WORK INSTRUCTIONS: Read the listing below and copy out each line where the word "coordinates" occurs.

SOURCE DATA:
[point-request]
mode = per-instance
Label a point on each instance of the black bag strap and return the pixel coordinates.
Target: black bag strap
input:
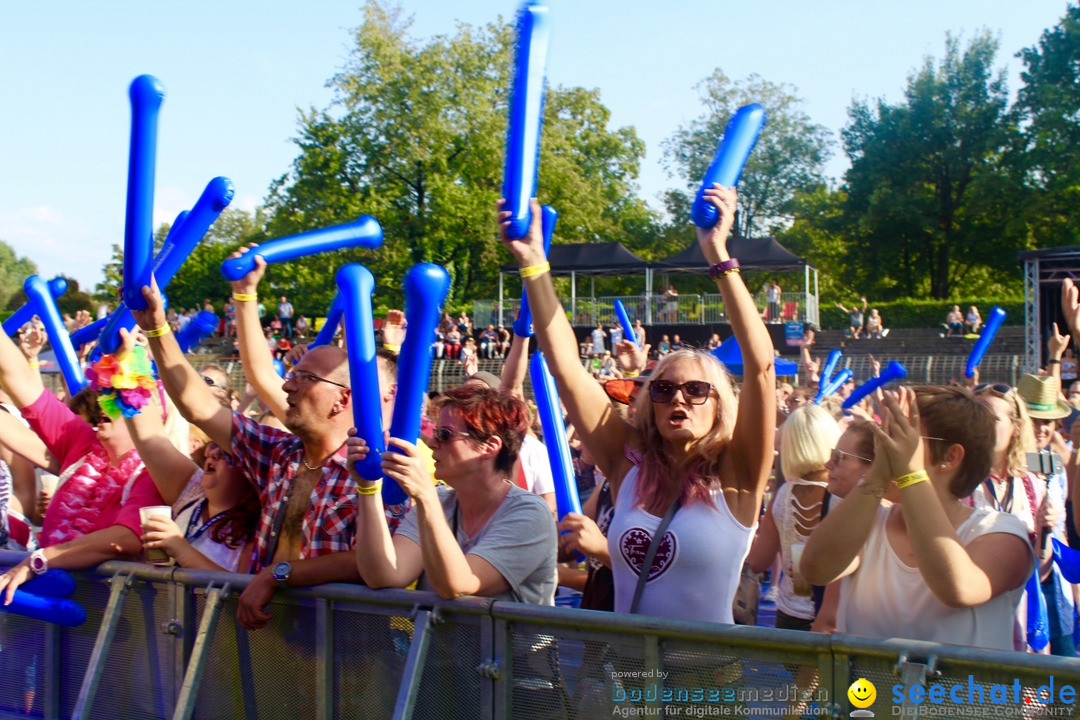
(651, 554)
...
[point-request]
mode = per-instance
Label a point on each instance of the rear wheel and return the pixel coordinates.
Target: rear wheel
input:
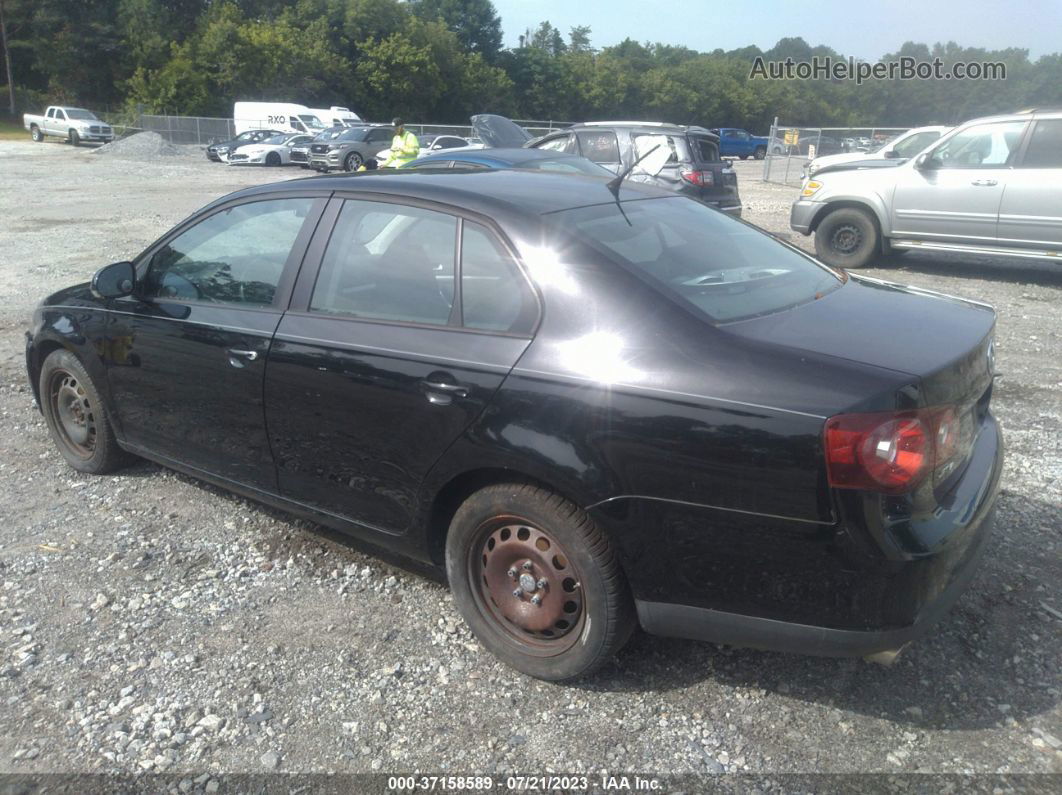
==
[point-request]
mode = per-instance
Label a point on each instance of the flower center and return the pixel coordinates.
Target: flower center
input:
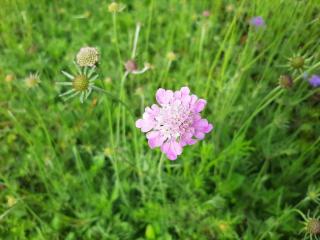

ANSWER TO THE PROBLEM:
Label a point on each instance of the black bag strap and return the pixel coordinates.
Label a point on each instance of the rear wheel and return the pixel coordinates.
Label a point on each instance of the flower center and return the pixel coordinates.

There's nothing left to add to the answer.